• Written exercise:
From the records below, list every line that contains the string "shirt", copying each line in full.

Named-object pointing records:

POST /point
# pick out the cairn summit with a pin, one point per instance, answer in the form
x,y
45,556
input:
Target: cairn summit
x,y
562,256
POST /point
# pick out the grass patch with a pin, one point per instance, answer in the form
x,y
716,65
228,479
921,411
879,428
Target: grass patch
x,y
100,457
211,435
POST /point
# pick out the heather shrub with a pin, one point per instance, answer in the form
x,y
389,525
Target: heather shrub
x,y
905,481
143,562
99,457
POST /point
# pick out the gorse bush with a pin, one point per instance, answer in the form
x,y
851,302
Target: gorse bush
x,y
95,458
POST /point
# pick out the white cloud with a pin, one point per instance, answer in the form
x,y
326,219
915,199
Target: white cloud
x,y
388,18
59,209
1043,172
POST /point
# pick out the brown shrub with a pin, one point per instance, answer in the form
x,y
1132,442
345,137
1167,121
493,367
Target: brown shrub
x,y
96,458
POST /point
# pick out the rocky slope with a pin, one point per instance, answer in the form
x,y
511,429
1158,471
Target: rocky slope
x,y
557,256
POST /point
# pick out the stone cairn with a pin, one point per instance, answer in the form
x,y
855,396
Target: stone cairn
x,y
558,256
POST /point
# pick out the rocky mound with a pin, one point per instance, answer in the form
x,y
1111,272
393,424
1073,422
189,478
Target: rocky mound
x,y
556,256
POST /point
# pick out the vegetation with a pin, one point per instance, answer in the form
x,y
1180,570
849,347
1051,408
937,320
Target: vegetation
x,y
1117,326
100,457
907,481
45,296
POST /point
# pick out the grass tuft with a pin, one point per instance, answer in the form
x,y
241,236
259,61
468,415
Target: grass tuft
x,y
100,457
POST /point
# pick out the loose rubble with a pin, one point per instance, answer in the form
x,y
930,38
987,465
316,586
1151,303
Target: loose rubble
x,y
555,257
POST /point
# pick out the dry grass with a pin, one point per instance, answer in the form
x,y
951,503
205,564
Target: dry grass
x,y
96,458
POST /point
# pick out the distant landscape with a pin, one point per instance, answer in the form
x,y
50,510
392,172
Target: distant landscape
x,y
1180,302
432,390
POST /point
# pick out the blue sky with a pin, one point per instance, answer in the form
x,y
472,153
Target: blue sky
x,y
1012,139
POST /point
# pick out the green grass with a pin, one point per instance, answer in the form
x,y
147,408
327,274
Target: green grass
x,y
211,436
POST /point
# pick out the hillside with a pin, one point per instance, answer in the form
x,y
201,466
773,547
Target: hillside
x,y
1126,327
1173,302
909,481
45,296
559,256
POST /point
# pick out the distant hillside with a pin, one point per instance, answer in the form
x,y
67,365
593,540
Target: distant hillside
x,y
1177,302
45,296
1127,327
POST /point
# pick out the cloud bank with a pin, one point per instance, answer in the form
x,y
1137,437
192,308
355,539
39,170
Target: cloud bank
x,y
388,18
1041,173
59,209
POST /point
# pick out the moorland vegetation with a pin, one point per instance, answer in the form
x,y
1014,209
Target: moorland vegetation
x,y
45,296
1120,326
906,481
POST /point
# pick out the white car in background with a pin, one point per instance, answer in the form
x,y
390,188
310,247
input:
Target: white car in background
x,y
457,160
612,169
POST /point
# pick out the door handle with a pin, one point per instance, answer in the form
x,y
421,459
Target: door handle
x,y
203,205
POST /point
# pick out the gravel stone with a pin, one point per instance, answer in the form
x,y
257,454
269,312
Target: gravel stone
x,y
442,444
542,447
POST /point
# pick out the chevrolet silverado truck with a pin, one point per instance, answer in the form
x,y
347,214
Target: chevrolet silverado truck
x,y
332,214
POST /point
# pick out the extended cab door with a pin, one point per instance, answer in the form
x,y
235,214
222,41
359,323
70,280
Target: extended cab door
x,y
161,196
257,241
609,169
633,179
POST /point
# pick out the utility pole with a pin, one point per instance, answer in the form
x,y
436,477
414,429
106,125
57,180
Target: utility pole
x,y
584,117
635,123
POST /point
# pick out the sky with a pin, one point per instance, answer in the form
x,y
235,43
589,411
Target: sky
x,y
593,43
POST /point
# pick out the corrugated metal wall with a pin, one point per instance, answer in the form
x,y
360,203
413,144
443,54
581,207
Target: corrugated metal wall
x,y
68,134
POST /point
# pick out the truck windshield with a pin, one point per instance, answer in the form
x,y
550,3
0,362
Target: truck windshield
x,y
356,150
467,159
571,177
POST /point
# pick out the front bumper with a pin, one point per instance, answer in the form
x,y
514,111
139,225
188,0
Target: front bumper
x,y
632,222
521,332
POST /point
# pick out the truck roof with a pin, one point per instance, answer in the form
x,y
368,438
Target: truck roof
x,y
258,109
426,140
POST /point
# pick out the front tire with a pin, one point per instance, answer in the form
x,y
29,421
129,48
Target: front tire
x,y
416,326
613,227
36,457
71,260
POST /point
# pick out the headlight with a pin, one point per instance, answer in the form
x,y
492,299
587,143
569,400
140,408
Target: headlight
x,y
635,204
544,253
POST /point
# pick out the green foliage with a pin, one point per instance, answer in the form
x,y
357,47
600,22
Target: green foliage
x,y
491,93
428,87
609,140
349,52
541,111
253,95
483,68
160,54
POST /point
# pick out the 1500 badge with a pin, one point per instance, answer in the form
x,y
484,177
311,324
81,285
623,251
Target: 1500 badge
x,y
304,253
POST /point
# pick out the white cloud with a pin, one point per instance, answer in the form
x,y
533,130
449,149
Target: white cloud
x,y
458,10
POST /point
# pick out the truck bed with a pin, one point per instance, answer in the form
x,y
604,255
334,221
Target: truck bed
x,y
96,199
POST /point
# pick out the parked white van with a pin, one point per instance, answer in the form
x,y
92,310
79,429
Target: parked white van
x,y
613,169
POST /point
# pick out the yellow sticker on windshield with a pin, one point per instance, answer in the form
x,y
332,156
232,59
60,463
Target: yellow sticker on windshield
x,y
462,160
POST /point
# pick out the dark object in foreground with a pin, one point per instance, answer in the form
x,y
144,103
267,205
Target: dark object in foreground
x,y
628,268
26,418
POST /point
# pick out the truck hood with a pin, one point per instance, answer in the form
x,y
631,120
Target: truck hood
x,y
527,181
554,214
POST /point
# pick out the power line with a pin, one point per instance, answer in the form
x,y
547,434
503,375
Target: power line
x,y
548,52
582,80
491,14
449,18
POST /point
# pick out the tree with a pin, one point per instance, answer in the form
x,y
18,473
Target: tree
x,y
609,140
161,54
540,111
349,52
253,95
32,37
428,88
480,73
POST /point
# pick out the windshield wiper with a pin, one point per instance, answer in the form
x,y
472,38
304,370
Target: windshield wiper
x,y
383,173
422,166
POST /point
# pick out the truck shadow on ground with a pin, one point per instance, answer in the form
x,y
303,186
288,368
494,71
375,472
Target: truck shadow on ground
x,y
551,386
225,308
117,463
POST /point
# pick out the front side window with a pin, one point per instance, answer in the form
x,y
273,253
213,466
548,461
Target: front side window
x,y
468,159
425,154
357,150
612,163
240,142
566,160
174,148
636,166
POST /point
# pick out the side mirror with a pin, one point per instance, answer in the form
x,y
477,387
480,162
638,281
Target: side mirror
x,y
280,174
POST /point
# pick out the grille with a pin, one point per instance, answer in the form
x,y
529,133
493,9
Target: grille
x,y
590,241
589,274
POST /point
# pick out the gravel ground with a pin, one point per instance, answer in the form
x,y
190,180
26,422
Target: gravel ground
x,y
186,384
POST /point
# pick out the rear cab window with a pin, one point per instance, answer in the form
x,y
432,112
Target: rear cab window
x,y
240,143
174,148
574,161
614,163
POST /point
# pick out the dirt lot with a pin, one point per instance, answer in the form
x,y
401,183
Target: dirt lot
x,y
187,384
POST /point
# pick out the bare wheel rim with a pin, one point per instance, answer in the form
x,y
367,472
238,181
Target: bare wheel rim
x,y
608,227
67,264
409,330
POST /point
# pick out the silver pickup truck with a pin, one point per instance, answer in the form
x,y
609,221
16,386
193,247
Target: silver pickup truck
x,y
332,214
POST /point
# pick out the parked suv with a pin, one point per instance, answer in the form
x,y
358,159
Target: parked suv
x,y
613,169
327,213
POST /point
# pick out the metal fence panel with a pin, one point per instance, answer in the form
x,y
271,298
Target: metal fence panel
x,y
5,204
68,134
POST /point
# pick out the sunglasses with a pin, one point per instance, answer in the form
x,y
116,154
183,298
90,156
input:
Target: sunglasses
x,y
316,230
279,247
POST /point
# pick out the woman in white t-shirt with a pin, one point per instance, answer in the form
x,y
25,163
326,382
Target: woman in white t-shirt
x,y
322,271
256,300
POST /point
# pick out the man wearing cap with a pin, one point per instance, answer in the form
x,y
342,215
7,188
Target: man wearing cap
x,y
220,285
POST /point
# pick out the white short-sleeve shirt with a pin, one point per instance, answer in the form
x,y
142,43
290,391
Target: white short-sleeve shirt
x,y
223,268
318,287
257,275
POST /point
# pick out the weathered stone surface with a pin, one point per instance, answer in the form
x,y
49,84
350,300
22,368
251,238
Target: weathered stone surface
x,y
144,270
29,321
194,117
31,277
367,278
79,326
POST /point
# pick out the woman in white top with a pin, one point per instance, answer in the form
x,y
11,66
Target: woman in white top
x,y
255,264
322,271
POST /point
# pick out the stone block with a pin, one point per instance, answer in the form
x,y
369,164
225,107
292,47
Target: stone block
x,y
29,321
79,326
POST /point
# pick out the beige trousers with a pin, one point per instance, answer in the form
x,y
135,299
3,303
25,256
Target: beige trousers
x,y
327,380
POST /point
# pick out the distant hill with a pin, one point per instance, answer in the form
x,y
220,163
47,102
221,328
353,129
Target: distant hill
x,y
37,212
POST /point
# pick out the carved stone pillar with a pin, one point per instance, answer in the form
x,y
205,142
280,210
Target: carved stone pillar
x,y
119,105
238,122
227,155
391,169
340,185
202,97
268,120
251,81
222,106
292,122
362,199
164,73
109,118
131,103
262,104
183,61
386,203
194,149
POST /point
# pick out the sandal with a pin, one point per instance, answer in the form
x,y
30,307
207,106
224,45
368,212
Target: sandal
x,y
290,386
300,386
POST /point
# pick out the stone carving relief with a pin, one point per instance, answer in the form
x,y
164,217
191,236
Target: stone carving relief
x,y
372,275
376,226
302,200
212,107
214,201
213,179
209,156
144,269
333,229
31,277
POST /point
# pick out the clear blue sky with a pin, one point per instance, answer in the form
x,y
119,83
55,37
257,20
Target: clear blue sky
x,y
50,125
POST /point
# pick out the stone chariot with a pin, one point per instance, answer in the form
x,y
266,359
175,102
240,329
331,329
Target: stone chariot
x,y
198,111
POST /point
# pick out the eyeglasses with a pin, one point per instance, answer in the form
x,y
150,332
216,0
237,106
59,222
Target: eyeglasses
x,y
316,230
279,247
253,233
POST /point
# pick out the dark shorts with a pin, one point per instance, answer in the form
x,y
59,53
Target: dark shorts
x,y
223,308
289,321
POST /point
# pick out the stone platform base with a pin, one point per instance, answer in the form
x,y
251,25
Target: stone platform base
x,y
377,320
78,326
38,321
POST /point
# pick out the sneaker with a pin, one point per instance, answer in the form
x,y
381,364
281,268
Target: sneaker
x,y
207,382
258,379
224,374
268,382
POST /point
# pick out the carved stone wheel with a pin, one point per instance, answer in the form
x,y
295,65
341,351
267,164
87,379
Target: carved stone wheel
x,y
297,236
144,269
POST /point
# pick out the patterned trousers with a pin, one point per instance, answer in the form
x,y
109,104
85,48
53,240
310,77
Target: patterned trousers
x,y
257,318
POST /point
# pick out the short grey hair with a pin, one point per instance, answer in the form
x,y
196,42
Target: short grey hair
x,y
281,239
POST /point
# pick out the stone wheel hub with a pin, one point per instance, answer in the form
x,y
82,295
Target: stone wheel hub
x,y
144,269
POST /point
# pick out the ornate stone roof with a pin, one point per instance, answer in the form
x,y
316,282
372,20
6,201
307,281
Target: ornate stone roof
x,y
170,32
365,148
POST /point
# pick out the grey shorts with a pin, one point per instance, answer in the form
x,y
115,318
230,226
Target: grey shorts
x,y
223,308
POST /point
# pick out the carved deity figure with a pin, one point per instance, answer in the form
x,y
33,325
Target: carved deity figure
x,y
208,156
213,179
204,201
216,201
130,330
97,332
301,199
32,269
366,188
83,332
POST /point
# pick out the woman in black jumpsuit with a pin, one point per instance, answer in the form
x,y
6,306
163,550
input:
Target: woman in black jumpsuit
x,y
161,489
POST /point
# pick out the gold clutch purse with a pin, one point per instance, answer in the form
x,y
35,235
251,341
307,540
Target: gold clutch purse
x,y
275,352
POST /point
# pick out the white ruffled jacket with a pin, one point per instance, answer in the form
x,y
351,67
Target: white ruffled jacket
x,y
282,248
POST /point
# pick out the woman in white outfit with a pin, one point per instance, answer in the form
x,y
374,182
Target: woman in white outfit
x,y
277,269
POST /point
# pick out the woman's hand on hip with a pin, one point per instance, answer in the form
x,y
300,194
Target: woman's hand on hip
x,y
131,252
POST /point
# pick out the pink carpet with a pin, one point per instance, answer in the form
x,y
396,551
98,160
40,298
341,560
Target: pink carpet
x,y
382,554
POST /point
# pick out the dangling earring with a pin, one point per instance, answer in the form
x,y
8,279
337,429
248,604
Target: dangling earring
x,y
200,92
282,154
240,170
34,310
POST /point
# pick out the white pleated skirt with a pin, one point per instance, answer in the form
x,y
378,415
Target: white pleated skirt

• Answer for the task:
# pick out the woman in white t-shirt with a pin, one point per instance, answer in the form
Target: woman in white t-shirt
# pick out the white short-sleeve shirt with a pin, one point per instance, answer in the form
Target: white short-sleeve shirt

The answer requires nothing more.